**OBJECTIVE:**
Can you copy out only the lines of data below from the one containing "Where can the driveway" down to the one containing "[[456, 13]]", both included, keeping every character unchanged?

**RECORDS SUPPLIED:**
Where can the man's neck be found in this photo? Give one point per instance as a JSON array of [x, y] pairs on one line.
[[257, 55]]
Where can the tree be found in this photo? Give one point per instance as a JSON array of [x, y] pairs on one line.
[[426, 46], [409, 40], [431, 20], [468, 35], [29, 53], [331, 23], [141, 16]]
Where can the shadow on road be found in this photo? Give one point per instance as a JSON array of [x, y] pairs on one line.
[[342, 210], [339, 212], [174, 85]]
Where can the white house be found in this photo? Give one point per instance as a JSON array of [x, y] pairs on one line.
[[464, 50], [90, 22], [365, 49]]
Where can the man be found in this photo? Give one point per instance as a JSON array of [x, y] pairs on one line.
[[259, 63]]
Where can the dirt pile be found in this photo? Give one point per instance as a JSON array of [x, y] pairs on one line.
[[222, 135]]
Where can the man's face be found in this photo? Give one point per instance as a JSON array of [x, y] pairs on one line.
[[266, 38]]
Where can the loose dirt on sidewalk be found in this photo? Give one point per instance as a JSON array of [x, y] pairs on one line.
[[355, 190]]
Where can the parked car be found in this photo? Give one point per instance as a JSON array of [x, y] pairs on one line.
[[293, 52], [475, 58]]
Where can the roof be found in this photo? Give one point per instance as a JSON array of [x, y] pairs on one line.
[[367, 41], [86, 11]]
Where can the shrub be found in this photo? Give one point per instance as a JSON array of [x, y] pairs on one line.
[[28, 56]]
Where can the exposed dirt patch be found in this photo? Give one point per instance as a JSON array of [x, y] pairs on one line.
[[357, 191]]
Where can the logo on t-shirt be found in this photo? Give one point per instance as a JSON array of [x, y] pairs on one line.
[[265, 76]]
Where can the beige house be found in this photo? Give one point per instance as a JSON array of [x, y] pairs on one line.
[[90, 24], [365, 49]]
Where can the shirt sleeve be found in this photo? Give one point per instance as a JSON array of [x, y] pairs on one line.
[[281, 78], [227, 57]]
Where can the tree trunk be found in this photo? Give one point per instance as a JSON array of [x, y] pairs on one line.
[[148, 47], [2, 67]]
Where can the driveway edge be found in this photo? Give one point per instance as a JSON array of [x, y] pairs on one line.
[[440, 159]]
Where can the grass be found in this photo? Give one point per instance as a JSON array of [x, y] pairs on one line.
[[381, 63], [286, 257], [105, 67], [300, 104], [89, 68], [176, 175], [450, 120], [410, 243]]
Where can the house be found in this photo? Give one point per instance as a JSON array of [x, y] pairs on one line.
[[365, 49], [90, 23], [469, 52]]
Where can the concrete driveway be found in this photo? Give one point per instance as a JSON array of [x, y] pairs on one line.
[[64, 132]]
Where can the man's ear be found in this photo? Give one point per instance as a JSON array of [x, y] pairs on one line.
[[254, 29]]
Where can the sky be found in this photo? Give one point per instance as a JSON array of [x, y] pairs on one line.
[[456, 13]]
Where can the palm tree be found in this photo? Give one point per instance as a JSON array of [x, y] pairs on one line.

**SOLUTION FOR THIS PROBLEM:**
Where can the driveway edge be found in this photo? Give one point per instance as a JSON array of [x, y] pairs on one line.
[[440, 159]]
Where can the grass be found in this photo? Give one point per instance as a JSON array of [x, y] pairs on one line.
[[381, 63], [286, 257], [105, 67], [300, 104], [89, 68], [176, 175], [450, 120], [410, 243]]
Where can the house be found in this photo? Give one point per instance as a JSON array of [x, y] pairs on one line.
[[365, 49], [90, 23], [469, 52]]
Where can the concrete driveway be found in this photo? Give one point per instance as a JSON array of [x, y] pairs on one line.
[[64, 132]]
Where can the man's ear be found in this photo? Give one point per instance as a JSON array of [x, y] pairs on one line.
[[254, 29]]
Where can the sky be found in this photo? Give one point per instance as a JSON array of [x, y] pairs on one line.
[[456, 13]]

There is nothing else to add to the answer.